Vor sechs Jahren habe ich hier im Blog einen Beitrag geschrieben mit dem Titel „verschont mich bitte mit „Work-Life-Balance“. Ich habe seinerzeit geschrieben: „Und das Konzept der „Work-Life-Balance“ habe ich nie verstanden: Warum soll ich „Arbeit“ und „Leben“ als zwei voneinander getrennte Bereiche betrachten? Wieso stehen sich „Arbeit“ und „Leben“ als Gegensatzpaar gegenüber und müssen ins Gleichgewicht, in „Balance“ gebracht werden?
☆ ☆ ☆ ☆ ☆
**Aufgabenstellung**
Welche zwei Bereiche werden im Blogtext zur Work-Life-Balance als Gegensatzpaar infrage gestellt? Die anschließenden Zeilen werden hierfür nicht benötigt.

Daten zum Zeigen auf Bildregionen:
☆ ☆ ☆ ☆ ☆
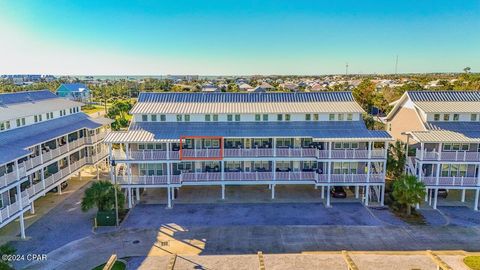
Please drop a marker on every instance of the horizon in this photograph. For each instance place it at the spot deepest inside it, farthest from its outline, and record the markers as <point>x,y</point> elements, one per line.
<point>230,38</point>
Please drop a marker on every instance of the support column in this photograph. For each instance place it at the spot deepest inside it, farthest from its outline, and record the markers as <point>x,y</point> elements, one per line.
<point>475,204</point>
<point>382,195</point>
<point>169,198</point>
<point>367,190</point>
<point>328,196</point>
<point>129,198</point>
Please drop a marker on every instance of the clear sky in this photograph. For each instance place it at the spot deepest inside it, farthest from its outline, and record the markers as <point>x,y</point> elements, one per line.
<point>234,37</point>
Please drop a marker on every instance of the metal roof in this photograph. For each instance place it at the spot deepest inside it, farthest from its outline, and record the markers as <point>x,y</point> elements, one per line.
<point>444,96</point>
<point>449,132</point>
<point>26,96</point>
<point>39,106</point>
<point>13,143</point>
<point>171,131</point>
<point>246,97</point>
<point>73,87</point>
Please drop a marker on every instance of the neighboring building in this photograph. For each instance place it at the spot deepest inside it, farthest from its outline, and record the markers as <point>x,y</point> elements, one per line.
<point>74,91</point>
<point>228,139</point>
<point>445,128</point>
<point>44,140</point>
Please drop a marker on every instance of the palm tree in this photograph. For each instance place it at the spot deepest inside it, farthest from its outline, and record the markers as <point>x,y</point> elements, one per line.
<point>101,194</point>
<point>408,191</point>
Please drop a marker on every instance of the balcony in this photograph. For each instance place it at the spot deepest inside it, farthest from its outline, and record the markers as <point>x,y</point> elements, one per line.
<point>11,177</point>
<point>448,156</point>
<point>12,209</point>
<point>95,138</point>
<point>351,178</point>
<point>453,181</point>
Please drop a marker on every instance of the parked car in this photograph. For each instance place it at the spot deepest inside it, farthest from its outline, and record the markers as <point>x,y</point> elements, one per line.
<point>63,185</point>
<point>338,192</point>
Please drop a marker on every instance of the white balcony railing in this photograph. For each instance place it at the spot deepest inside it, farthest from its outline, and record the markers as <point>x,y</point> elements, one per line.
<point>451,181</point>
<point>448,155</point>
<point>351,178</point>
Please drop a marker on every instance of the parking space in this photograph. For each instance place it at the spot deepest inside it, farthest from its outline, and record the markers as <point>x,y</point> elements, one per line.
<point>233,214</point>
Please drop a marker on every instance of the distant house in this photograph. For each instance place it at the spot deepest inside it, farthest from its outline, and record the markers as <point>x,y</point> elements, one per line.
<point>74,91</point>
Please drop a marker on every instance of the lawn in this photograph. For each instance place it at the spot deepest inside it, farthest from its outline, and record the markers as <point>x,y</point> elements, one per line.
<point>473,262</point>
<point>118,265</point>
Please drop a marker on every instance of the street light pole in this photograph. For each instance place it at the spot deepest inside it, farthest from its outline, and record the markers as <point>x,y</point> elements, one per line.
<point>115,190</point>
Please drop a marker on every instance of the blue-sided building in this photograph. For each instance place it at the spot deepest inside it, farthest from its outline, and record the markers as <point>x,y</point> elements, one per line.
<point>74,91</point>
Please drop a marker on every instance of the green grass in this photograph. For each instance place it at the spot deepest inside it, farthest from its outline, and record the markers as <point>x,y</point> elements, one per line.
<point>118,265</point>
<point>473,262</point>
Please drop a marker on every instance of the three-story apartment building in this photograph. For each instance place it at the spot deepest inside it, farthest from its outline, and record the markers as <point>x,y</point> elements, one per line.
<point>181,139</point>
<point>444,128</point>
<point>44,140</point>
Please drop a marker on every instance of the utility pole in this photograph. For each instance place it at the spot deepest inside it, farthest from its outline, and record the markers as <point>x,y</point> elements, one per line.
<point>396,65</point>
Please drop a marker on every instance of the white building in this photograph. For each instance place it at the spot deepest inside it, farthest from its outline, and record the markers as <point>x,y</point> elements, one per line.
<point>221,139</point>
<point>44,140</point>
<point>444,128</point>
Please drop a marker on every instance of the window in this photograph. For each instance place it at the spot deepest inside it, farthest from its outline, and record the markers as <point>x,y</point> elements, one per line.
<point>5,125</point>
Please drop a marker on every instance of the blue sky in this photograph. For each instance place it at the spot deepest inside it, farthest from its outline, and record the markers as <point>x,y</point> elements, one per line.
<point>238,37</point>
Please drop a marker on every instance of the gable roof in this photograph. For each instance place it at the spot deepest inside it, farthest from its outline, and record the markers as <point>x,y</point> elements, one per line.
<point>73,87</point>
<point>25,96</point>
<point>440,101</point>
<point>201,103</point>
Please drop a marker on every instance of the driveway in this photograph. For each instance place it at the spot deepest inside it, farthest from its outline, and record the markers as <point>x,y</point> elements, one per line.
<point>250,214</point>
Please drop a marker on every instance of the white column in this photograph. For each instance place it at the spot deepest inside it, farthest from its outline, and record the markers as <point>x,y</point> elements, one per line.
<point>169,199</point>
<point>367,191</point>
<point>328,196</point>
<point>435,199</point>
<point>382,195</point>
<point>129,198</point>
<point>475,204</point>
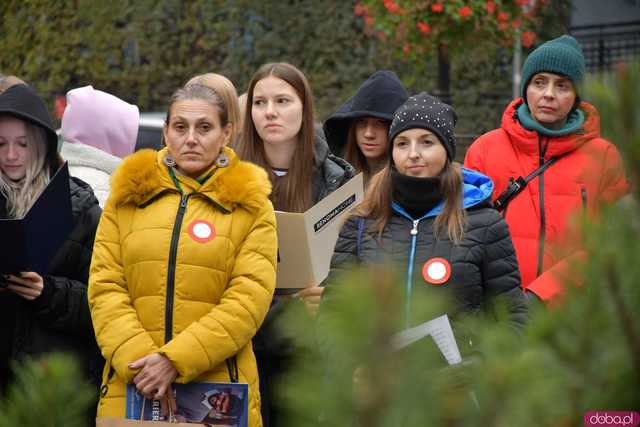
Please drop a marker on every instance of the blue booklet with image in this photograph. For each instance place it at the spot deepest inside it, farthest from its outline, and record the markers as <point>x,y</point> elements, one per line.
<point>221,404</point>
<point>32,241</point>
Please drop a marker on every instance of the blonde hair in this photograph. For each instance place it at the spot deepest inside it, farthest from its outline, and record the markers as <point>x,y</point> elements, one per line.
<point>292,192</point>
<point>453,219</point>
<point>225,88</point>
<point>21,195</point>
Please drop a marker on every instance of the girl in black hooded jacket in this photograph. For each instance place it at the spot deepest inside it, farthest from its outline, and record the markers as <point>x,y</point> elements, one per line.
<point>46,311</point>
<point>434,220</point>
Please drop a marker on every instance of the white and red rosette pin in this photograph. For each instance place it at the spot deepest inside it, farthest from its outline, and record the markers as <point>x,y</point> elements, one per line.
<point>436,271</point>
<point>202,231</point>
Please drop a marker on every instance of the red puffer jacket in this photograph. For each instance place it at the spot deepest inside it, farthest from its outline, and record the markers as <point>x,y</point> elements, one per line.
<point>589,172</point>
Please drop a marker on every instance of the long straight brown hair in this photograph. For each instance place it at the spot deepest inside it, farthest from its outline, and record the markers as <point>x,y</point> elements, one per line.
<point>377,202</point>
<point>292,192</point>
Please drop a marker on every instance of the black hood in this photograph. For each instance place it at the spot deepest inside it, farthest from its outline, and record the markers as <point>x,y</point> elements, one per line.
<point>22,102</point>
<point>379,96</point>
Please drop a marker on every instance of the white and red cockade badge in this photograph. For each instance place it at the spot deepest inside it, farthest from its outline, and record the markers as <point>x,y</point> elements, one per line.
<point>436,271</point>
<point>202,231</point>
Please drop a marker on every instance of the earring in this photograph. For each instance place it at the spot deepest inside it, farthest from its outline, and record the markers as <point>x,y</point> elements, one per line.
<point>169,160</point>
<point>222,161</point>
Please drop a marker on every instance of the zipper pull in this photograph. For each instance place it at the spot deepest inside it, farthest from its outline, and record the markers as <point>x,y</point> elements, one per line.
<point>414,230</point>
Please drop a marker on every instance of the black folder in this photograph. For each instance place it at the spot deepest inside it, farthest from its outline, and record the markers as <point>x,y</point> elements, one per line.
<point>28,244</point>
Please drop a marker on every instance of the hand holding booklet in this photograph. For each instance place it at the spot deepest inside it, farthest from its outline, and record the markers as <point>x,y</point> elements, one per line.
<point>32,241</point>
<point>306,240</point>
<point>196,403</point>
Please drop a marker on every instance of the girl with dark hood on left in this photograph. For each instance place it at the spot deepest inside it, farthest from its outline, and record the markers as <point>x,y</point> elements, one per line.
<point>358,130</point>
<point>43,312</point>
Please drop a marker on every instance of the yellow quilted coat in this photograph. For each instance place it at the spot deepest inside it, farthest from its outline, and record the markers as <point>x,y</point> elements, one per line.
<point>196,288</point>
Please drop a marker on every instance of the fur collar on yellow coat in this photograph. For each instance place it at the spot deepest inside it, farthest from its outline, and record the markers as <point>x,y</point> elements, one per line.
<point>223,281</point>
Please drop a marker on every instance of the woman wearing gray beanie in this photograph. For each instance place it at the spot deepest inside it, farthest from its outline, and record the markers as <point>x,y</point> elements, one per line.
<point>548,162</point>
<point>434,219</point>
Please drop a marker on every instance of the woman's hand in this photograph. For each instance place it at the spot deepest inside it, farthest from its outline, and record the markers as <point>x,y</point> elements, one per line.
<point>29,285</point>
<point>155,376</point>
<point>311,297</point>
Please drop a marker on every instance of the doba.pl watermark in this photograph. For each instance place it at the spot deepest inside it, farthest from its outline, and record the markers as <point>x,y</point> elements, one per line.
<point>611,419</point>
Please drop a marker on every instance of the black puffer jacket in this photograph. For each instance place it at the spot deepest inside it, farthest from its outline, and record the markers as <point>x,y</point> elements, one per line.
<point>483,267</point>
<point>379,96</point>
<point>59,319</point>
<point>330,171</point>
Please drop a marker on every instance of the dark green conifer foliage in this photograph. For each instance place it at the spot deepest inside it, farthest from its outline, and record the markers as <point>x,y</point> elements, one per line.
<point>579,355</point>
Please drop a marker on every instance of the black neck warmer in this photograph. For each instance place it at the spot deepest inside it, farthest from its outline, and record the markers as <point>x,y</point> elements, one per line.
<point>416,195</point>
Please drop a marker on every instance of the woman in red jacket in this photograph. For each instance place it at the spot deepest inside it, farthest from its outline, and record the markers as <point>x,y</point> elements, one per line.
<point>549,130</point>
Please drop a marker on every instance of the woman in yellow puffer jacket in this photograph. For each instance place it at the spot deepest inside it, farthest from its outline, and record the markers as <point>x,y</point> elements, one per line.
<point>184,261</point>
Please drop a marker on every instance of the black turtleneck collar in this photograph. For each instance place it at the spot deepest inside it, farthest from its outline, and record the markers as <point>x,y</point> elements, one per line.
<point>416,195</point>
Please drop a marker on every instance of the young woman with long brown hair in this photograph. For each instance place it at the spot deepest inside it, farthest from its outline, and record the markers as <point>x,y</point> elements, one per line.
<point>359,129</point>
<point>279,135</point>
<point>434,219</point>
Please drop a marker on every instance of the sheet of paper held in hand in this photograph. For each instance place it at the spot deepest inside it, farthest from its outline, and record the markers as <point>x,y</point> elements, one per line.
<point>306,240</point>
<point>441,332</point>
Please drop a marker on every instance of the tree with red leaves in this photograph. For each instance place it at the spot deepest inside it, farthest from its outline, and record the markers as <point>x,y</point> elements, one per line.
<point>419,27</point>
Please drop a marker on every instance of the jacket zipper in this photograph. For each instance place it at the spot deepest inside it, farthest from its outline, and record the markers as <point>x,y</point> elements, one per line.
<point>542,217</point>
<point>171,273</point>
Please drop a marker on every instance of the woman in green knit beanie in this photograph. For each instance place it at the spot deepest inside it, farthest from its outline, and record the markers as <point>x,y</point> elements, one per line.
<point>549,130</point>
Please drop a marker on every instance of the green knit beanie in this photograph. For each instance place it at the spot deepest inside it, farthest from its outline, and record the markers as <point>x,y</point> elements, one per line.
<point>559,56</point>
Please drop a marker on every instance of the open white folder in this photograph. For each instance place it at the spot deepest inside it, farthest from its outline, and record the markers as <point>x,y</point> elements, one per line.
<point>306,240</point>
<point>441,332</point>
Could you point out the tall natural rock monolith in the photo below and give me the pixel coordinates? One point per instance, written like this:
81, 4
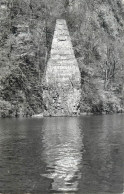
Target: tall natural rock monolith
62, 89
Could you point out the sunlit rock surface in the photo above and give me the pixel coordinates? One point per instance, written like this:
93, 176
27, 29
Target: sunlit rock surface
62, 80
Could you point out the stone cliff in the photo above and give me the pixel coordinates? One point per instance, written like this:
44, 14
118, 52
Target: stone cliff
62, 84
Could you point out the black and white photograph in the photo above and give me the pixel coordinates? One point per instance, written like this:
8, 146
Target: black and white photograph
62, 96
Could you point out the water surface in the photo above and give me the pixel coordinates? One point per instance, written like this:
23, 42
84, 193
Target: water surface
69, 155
☆ ☆ ☆ ☆ ☆
**Antwort**
„Arbeit“ und „Leben“.